▸ 数据列表
===============

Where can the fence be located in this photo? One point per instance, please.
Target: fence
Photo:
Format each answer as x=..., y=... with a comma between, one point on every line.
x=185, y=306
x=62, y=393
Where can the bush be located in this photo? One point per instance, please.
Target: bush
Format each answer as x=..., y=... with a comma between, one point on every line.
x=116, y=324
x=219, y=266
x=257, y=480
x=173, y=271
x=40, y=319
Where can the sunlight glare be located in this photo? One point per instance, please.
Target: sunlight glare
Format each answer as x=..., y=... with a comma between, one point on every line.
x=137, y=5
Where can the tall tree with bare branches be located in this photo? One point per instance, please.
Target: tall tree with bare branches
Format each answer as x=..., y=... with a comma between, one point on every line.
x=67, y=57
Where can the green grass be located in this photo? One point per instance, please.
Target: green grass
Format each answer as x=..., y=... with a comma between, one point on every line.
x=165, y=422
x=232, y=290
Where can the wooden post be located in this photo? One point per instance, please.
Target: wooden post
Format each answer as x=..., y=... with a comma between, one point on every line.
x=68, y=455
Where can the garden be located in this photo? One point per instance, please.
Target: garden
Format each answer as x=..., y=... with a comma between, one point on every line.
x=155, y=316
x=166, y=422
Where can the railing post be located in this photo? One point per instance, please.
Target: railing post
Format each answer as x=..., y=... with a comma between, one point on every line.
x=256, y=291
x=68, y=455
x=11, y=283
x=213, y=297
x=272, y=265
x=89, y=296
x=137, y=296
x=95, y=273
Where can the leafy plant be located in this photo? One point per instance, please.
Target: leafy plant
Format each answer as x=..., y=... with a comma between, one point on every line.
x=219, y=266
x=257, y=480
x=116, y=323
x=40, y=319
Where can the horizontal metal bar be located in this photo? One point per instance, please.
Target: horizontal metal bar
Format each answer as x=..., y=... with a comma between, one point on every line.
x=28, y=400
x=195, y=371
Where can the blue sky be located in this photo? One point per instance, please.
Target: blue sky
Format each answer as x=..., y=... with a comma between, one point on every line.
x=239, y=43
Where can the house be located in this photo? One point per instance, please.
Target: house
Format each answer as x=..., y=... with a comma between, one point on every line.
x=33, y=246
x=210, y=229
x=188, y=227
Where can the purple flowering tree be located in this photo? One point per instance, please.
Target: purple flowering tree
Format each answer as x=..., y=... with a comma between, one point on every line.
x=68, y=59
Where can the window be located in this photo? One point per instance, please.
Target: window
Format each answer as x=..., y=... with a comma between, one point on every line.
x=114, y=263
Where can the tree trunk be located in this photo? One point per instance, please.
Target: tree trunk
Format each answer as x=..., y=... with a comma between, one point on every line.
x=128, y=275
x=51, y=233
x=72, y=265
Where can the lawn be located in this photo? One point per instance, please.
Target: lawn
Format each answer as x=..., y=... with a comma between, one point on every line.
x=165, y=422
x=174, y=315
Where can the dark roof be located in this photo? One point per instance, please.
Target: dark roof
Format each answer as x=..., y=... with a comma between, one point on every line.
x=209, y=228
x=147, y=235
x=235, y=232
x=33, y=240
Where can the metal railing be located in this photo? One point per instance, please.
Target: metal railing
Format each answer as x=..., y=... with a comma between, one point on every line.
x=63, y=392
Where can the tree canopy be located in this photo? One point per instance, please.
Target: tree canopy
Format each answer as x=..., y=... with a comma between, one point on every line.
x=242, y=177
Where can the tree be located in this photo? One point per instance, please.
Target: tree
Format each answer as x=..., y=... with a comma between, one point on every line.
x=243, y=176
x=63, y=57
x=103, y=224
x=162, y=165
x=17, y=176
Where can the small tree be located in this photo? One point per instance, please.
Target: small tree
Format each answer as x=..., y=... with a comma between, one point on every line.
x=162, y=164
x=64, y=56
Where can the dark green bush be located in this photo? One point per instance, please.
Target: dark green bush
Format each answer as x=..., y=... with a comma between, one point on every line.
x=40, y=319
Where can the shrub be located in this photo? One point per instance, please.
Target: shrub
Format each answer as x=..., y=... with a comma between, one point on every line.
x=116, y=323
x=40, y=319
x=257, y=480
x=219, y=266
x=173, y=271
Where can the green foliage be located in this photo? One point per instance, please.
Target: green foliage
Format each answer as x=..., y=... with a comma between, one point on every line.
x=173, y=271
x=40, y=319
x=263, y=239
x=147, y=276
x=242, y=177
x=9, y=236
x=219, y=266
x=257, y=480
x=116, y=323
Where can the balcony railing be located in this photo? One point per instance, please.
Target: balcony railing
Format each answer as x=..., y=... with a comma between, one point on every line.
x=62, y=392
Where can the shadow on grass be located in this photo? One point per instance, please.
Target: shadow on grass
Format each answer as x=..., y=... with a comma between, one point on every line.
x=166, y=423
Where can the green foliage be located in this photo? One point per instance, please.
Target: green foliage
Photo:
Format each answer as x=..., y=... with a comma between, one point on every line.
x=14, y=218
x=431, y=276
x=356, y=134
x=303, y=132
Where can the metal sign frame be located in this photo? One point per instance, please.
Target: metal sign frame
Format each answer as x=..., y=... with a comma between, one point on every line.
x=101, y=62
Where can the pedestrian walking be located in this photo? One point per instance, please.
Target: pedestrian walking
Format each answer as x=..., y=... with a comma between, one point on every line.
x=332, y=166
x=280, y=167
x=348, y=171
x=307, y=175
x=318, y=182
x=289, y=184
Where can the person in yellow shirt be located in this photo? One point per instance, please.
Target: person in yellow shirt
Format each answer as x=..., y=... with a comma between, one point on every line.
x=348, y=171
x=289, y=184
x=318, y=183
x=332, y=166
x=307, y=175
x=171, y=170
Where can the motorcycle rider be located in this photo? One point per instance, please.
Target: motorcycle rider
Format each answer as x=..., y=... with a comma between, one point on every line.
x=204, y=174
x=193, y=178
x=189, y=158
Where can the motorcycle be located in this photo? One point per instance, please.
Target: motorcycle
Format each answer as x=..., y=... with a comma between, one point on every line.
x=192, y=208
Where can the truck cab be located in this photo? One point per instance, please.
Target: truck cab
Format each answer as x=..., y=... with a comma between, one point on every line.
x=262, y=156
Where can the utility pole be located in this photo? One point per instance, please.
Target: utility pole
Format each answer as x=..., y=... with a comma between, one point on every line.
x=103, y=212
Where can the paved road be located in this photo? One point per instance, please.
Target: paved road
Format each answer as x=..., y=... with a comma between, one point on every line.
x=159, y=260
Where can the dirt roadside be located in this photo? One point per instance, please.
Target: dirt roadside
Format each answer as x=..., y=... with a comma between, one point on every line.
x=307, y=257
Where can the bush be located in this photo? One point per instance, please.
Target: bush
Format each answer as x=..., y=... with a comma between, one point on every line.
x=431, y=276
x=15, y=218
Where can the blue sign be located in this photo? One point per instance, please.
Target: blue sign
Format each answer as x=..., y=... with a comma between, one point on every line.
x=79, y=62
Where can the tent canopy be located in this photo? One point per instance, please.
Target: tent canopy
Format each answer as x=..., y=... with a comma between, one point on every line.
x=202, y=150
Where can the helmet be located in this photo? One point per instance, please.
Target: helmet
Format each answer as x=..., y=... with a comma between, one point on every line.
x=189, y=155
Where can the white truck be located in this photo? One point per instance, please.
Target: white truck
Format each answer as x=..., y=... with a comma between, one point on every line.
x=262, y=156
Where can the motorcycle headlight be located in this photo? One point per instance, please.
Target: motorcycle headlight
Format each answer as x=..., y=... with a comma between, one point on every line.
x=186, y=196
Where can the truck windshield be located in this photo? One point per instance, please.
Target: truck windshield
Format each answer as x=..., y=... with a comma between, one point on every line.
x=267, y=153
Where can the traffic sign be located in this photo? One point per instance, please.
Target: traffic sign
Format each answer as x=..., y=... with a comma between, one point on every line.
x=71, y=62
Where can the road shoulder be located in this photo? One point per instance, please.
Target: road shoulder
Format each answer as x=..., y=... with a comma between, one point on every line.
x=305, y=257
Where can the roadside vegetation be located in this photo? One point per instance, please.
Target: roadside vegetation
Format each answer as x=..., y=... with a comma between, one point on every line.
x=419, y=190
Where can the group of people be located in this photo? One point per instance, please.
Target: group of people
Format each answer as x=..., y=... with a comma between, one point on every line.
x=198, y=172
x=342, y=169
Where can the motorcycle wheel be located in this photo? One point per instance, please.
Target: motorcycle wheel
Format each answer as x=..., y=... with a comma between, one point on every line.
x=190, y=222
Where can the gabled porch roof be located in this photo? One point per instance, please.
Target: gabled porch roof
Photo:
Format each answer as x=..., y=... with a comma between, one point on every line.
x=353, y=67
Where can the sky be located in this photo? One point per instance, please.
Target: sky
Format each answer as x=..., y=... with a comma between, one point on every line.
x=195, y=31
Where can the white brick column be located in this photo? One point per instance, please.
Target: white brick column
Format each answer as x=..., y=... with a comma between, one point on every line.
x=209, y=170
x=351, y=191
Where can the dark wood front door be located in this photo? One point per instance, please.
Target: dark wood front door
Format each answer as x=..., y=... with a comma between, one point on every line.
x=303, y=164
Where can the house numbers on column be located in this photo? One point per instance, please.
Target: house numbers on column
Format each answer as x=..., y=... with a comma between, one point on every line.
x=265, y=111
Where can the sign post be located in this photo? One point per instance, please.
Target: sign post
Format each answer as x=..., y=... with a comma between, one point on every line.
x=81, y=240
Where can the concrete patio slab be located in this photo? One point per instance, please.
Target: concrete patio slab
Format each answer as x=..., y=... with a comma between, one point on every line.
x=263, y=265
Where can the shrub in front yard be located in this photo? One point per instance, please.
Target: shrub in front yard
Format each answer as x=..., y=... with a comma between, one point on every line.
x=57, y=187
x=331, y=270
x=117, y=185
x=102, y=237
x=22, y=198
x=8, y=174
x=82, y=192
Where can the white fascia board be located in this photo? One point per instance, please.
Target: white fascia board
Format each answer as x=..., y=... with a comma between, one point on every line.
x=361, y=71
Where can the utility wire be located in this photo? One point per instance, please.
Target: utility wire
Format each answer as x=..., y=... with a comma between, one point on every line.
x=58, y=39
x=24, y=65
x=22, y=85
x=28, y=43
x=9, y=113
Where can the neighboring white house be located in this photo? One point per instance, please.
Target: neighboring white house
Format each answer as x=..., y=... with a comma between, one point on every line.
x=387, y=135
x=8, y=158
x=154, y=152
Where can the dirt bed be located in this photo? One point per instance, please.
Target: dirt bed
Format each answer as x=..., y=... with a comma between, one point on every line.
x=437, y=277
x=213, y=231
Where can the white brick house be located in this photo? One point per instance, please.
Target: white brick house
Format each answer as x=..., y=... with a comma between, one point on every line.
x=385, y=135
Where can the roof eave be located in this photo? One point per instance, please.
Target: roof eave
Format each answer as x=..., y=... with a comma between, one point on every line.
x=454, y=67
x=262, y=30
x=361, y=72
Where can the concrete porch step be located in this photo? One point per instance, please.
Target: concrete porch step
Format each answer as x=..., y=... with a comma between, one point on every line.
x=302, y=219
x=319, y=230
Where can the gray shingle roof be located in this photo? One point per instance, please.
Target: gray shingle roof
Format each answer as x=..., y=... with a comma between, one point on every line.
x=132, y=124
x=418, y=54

===============

▸ 练习说明
把上面材料里从含有“Where can the roof”的那一行起，到含有“x=319, y=230”的那一行为止，一字不改地照抄出来，首尾两行都要包括。

▸ 书面回答
Where can the roof eave be located in this photo? One point per instance, please.
Target: roof eave
Format each answer as x=..., y=... with a comma between, one point on every line.
x=454, y=67
x=262, y=30
x=361, y=72
Where can the concrete porch step be located in this photo? One point per instance, please.
Target: concrete porch step
Format each answer as x=..., y=... with a comma between, one point on every line.
x=302, y=219
x=319, y=230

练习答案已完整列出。